:: WHAT THE TASK ASKS ::
Please print every line from the one containing "Drop a point on every instance of the steel" through the last line of the records below, exactly as written and nothing more.

:: DATA TO USE ::
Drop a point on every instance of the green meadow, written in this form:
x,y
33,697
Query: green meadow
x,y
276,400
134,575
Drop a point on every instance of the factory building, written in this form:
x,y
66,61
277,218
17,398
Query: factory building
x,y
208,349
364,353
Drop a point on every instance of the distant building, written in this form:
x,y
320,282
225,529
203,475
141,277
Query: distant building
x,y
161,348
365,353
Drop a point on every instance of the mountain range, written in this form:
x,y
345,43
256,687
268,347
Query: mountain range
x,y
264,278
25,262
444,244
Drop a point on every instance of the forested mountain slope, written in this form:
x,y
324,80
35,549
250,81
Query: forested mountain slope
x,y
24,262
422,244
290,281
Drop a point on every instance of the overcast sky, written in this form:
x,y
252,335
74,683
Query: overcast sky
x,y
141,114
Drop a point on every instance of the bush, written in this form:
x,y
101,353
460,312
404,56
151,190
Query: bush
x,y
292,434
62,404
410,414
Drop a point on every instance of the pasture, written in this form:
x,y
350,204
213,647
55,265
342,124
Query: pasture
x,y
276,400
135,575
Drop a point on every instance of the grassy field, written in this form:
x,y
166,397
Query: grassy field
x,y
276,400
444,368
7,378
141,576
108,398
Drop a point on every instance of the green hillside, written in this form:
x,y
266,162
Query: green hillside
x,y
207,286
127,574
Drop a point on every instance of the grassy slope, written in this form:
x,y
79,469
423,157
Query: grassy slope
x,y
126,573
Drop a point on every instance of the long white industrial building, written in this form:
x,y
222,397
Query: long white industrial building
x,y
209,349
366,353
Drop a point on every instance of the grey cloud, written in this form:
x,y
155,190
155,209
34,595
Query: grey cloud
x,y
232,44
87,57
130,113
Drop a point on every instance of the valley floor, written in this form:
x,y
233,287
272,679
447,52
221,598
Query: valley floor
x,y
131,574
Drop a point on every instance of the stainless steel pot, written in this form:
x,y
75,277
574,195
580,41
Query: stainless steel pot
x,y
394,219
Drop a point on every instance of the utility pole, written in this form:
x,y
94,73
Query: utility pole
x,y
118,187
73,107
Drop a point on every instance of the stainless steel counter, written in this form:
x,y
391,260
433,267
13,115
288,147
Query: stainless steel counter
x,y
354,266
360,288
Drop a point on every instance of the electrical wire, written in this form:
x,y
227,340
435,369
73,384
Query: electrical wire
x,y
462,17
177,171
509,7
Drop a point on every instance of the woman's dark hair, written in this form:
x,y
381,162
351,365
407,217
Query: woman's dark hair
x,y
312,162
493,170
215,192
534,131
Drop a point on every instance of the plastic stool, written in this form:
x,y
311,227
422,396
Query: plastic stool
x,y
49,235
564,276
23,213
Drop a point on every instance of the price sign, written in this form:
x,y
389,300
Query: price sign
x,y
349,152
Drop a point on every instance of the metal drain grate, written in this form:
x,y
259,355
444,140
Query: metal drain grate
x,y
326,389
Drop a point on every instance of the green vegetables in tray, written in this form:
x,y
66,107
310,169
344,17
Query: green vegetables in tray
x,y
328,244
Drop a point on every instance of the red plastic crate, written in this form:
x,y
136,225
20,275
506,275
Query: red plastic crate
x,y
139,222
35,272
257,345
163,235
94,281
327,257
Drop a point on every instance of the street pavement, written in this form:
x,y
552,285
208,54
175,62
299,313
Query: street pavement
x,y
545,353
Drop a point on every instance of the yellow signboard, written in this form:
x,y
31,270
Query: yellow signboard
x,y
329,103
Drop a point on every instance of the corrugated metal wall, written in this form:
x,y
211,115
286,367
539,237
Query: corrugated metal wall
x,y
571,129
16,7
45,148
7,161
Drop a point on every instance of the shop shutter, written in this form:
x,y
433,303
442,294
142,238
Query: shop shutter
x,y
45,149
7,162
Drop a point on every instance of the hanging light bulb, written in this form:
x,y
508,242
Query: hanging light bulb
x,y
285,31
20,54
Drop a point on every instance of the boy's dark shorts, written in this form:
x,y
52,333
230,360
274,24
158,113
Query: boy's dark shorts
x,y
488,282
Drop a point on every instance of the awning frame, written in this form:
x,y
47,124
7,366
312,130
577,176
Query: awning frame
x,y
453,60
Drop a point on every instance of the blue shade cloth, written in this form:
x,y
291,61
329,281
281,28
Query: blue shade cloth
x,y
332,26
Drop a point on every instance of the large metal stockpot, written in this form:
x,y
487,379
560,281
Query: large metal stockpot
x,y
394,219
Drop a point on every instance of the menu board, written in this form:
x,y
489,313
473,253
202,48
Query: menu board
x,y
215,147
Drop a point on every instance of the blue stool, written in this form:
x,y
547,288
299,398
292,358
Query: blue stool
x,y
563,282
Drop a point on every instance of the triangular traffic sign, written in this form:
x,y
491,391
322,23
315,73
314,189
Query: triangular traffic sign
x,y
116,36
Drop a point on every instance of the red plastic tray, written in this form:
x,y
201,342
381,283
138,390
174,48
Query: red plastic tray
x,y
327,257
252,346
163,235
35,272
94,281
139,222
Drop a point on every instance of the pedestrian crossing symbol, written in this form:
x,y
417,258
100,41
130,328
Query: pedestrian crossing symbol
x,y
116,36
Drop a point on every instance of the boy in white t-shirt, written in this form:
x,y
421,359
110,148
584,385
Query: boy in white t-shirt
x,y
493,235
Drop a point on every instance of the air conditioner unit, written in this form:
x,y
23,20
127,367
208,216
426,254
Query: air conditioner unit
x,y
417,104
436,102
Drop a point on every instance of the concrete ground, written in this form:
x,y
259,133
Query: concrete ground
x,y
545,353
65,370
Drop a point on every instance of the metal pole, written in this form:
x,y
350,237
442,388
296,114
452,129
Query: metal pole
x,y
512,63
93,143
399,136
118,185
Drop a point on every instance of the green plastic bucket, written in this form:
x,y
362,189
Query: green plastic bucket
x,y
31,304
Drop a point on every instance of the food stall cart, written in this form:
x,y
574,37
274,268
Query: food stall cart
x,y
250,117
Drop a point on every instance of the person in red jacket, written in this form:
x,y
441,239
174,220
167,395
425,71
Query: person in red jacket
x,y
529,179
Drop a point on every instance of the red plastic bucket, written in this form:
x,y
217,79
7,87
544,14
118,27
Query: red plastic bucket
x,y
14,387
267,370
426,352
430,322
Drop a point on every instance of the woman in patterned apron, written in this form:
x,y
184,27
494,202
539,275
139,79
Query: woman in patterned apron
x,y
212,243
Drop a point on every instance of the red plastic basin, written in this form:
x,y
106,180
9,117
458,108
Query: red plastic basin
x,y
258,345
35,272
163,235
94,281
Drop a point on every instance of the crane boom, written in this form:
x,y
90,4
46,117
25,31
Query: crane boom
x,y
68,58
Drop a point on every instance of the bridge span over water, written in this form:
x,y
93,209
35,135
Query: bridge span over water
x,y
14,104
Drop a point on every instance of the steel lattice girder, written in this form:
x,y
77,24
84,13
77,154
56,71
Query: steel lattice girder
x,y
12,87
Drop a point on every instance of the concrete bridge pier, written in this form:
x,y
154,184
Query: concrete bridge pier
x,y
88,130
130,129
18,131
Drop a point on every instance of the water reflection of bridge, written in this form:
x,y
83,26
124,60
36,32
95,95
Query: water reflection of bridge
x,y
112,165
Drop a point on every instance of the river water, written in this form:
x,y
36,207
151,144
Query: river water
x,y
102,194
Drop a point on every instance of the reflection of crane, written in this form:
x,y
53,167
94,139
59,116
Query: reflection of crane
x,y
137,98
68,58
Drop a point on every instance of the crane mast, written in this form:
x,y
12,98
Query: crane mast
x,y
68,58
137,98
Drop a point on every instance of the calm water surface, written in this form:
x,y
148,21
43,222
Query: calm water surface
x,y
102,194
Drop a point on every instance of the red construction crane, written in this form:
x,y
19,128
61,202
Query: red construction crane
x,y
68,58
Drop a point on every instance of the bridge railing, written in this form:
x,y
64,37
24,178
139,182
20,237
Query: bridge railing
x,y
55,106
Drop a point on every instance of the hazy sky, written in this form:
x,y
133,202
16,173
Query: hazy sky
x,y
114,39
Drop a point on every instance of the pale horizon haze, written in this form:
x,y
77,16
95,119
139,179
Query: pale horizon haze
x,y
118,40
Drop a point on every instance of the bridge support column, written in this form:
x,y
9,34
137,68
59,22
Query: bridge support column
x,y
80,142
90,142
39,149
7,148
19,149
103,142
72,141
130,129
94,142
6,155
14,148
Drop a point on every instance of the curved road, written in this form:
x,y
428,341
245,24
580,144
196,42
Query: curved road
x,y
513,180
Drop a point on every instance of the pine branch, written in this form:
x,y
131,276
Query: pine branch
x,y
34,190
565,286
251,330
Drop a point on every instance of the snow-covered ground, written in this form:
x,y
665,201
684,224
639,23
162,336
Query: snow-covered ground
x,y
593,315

:: ANSWER TO THE EXERCISE ::
Drop a point on every instance of the steel lattice girder, written in this form:
x,y
77,24
84,13
77,154
56,71
Query: steel lattice girder
x,y
12,87
Drop a point on every instance of the concrete bridge pier, written in this form:
x,y
154,184
Query: concrete bridge pier
x,y
88,130
130,129
18,131
Drop a point on every instance of the water reflection of bridge, written in this form:
x,y
83,26
124,60
36,32
95,95
Query: water reflection of bridge
x,y
112,165
Drop a point on every instance of the river water, written in this form:
x,y
36,207
151,144
Query: river water
x,y
102,194
Drop a point on every instance of the reflection of crane, written in this form:
x,y
53,167
94,139
59,116
Query: reflection of crane
x,y
137,98
68,58
Drop a point on every instance of the crane mast, written in this form:
x,y
12,98
Query: crane mast
x,y
68,58
137,98
Drop a point on every instance of the calm water surface, written in this form:
x,y
148,21
43,222
Query: calm water surface
x,y
102,194
Drop a point on every instance of the red construction crane, written in this form:
x,y
19,128
61,202
Query: red construction crane
x,y
68,58
Drop a point on every instance of the bridge railing, written in this form:
x,y
64,37
24,178
139,182
20,237
Query: bridge railing
x,y
55,106
Drop a point on every instance of the hazy sky, written in this form:
x,y
133,202
16,173
Query: hazy sky
x,y
114,39
Drop a point on every instance of the pale horizon haze, written in this form:
x,y
77,16
95,119
139,179
Query: pale horizon haze
x,y
118,40
Drop a point on every instance of the bridge support column, written in this form:
x,y
9,34
137,68
59,22
Query: bridge support column
x,y
80,142
90,142
39,149
7,148
19,149
103,142
72,141
130,129
94,142
6,155
14,148
Drop a point on every instance of the curved road, written in this form:
x,y
428,341
245,24
580,144
196,42
Query: curved road
x,y
513,180
Drop a point on every instance of the pine branch, written in this form:
x,y
131,276
Query: pine branch
x,y
34,190
565,286
251,330
Drop a point on every instance of the snow-covered ground, written in this form:
x,y
665,201
684,224
639,23
162,336
Query: snow-covered ground
x,y
593,315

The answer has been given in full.